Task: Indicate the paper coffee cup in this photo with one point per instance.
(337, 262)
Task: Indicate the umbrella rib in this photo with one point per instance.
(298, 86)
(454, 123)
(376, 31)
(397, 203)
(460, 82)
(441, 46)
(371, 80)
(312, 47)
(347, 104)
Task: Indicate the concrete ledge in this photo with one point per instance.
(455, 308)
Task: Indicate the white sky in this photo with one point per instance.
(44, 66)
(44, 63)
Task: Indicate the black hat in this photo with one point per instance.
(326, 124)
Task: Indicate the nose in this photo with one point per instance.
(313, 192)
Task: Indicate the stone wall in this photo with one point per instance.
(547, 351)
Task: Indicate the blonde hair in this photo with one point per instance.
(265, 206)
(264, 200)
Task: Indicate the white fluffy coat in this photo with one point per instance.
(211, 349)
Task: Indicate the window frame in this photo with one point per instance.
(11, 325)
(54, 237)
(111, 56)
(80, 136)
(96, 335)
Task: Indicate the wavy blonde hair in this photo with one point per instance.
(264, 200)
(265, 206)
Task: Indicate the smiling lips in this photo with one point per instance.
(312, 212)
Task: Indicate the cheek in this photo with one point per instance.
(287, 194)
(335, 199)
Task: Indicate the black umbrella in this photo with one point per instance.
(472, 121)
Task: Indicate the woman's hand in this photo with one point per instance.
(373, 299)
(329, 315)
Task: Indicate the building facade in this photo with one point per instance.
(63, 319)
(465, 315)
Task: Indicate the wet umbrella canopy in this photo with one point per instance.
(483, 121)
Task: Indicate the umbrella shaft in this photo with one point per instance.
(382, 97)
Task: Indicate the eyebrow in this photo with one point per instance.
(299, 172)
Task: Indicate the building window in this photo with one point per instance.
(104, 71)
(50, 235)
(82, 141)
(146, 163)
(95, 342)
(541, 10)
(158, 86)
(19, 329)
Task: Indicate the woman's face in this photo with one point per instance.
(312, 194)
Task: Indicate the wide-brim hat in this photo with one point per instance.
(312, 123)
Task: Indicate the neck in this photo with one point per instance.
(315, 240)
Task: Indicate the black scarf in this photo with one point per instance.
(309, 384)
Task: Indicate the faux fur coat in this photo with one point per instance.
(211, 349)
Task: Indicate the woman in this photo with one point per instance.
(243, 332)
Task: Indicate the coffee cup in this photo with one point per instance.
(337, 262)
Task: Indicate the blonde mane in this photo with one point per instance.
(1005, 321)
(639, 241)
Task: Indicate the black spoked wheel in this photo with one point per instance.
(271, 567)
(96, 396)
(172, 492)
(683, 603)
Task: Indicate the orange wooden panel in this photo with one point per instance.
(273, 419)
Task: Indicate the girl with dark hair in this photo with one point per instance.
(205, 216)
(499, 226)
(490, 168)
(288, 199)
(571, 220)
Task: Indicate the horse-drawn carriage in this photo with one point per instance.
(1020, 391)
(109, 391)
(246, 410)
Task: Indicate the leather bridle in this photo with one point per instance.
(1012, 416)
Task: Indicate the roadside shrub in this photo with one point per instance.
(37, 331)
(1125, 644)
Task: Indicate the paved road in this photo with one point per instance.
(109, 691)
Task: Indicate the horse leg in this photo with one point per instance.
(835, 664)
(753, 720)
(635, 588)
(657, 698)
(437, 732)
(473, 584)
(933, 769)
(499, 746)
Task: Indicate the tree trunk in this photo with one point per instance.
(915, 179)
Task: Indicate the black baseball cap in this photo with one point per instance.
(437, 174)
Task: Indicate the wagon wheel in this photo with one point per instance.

◇ ◇ ◇

__Task description__. Set out every record in full, exactly as given.

__Output of the task__.
Task: Indicate the paper coffee cup in this photo with one point per instance.
(337, 262)
Task: Indicate the umbrella rib in this photo with one point per instance.
(298, 86)
(454, 123)
(376, 31)
(397, 203)
(460, 82)
(441, 46)
(371, 80)
(312, 47)
(347, 104)
Task: Indicate the concrete ledge in this photo with one point per instance.
(455, 308)
Task: Indicate the white sky in this photo with one point per instance.
(44, 66)
(44, 63)
Task: Indicate the black hat in this photo with one point per instance.
(326, 124)
Task: Indicate the nose in this photo with one point per instance.
(313, 192)
Task: Indicate the stone wall in this photo with one point per instance.
(547, 351)
Task: Indicate the blonde hair in this photo with one point per instance.
(265, 206)
(264, 200)
Task: Indicate the white fluffy coat in this photo with one point per instance.
(211, 349)
Task: Indicate the window frame in this photo with one point per instance.
(11, 325)
(54, 237)
(111, 56)
(80, 136)
(96, 335)
Task: Indicate the wavy blonde hair in this photo with one point per instance.
(264, 200)
(265, 206)
Task: Indicate the smiling lips in this photo with one point per instance.
(312, 212)
Task: Indicate the cheek in this photo with one point per instance.
(287, 194)
(335, 199)
Task: Indicate the black umbrella in this photo with one point per instance.
(472, 121)
Task: Indicate the woman's hand in this photo with one point per instance.
(373, 299)
(329, 315)
Task: Indicate the building facade in this photo with one point per instance.
(63, 319)
(465, 315)
Task: Indicate the wet umbrella canopy in this photo with one point per instance.
(483, 121)
Task: Indicate the umbrella shaft in this photo with one point per instance.
(382, 97)
Task: Indicate the eyebrow in this photo with one point per instance.
(299, 172)
Task: Indicate the building window in this photo with one point per instance.
(104, 71)
(50, 235)
(82, 141)
(146, 163)
(95, 342)
(541, 10)
(158, 86)
(19, 329)
Task: Indicate the woman's face in this photo with one point per instance.
(312, 194)
Task: Indicate the wide-brim hat in this photo with one point per instance.
(312, 123)
Task: Indicate the neck in this photo with one point per instance.
(315, 240)
Task: Indicate the black scarf in this photo with one point per instance.
(309, 384)
Task: Indicate the faux fur coat in this photo with one point per instance.
(211, 349)
Task: Indicate the woman in this photo with one point per instance.
(243, 332)
Task: Indicate the coffee cup in this photo with one point per instance.
(337, 262)
Task: Indicate the blonde mane in this photo with one point per instance.
(1005, 321)
(639, 241)
Task: Indicate the black spoked wheel in this photo with one point per instance.
(271, 567)
(96, 396)
(172, 492)
(683, 603)
Task: Indicate the orange wooden panel in this photo with one point per instance.
(273, 419)
Task: Indicate the girl with dark hair in this photo with one point per instance.
(205, 216)
(499, 226)
(490, 168)
(288, 199)
(571, 220)
Task: Indicate the horse-drawn carriage in this photo with one point per instance.
(1020, 391)
(109, 391)
(246, 410)
Task: Indicate the leather bridle in this photo with one point per instance.
(1012, 416)
Task: Indicate the roadside shrub in this photo with one point per instance.
(37, 331)
(1125, 644)
Task: Indicate the paved road in this photo with one point per instance.
(109, 691)
Task: Indicate the horse leg in this photo with one point per instance.
(835, 664)
(753, 720)
(635, 588)
(657, 698)
(437, 732)
(473, 584)
(933, 769)
(499, 746)
Task: Indicate the tree trunk in this photo with one point per instance.
(915, 179)
Task: Indicate the black baseball cap in this photo with one point per instance.
(437, 174)
Task: Indicate the wagon wheel in this photo with one point per instance.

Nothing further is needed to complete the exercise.